▸ **The data**:
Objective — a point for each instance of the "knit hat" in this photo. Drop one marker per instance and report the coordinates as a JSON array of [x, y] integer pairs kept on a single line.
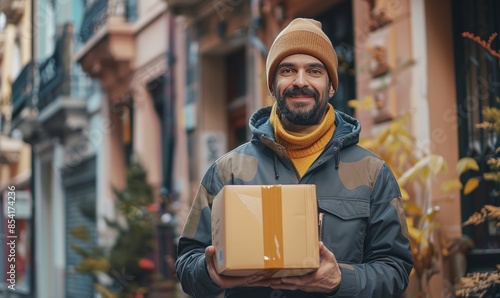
[[302, 36]]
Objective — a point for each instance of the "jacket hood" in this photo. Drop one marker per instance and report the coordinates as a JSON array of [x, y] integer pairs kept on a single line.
[[346, 133]]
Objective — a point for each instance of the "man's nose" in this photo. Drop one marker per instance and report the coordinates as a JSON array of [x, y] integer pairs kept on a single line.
[[300, 79]]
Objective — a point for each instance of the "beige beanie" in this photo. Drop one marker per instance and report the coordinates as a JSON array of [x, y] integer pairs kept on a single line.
[[302, 36]]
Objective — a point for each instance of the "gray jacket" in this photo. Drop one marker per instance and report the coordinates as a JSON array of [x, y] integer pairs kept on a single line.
[[361, 214]]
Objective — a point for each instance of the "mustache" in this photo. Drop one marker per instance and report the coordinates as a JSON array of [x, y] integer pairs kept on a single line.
[[300, 91]]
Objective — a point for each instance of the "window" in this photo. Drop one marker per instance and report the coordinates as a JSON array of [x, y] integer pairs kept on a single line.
[[236, 96], [478, 86]]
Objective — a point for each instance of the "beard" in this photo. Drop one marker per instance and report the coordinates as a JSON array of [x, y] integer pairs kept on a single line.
[[300, 115]]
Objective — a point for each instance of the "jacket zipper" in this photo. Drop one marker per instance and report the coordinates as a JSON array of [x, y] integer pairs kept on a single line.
[[320, 223]]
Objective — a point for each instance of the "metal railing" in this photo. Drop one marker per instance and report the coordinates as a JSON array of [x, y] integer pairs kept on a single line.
[[23, 89]]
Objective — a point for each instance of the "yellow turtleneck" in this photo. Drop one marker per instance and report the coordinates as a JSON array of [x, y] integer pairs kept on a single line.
[[303, 149]]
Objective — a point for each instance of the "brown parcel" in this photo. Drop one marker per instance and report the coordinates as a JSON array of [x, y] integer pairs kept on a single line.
[[273, 229]]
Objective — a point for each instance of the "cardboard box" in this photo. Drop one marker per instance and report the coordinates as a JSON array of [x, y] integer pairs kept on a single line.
[[270, 228]]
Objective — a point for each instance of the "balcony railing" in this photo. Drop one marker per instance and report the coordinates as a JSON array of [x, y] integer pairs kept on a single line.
[[98, 13], [55, 77], [23, 89], [181, 7]]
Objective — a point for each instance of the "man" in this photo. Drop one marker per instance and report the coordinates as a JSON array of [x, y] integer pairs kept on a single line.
[[364, 246]]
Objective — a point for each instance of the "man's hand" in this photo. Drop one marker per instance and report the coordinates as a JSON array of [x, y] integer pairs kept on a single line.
[[226, 282], [324, 280]]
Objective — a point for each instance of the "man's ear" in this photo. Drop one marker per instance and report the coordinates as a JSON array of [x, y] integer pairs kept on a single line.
[[332, 91]]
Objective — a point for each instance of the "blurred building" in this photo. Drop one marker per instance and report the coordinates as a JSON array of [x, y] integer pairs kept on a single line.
[[16, 216], [88, 86]]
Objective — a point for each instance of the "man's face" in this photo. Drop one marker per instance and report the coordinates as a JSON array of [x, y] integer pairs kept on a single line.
[[302, 89]]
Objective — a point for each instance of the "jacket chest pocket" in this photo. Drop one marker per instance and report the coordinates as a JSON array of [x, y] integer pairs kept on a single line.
[[343, 227]]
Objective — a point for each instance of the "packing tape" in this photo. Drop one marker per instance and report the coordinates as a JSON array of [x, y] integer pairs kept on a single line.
[[273, 226]]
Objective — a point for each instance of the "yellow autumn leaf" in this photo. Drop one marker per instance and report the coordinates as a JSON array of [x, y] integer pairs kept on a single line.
[[438, 164], [471, 185], [411, 208], [451, 185], [367, 103], [465, 164], [430, 214], [404, 194]]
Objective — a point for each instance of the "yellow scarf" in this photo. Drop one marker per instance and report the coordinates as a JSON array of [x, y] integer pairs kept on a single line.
[[303, 149]]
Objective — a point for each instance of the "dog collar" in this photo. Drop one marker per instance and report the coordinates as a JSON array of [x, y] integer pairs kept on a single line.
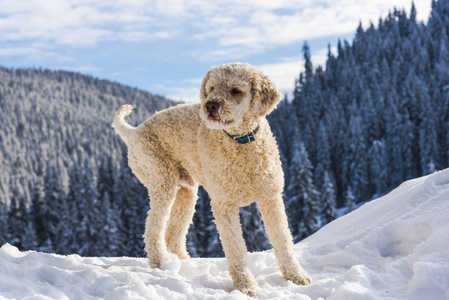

▸ **What is asked**: Copy the data word for word, starting at its first line and stopping after the line that contains "[[300, 91]]". Leave the pictures out of your copy.

▸ **Task response**:
Objective — a point for each instance of the "knit hat" in this photo. Drop one marker per instance and report the coordinates as a JSON array of [x, y] integer pairs kept on a single line.
[[302, 36]]
Objective — a point for each instance of the "jacket hood" in this photo. Drop one marker per instance and report the coordinates as a JSON array of [x, y] integer pairs kept on a single line.
[[346, 133]]
Objective — a point for each instance of the "man's nose" in this photo. Drop one marker per instance and report the coordinates as a JSON array of [x, y] integer pairs kept on a single line.
[[300, 79]]
Objective — a point for each instance of the "beige beanie" in this photo. Drop one marker per instance and report the coordinates as a JSON array of [x, y] integer pairs kept on a single line.
[[302, 36]]
Objective — a point for each instance of the "gray jacket" in this photo. Drop one marker per instance and report the coordinates as a JSON array of [x, y] integer pairs kept on a single line.
[[361, 214]]
Objective — a point for each instance of the "mustache" in this photo. Drop one marker per instance and report the coordinates as a JSON array of [x, y] integer pairs kept on a single line.
[[300, 91]]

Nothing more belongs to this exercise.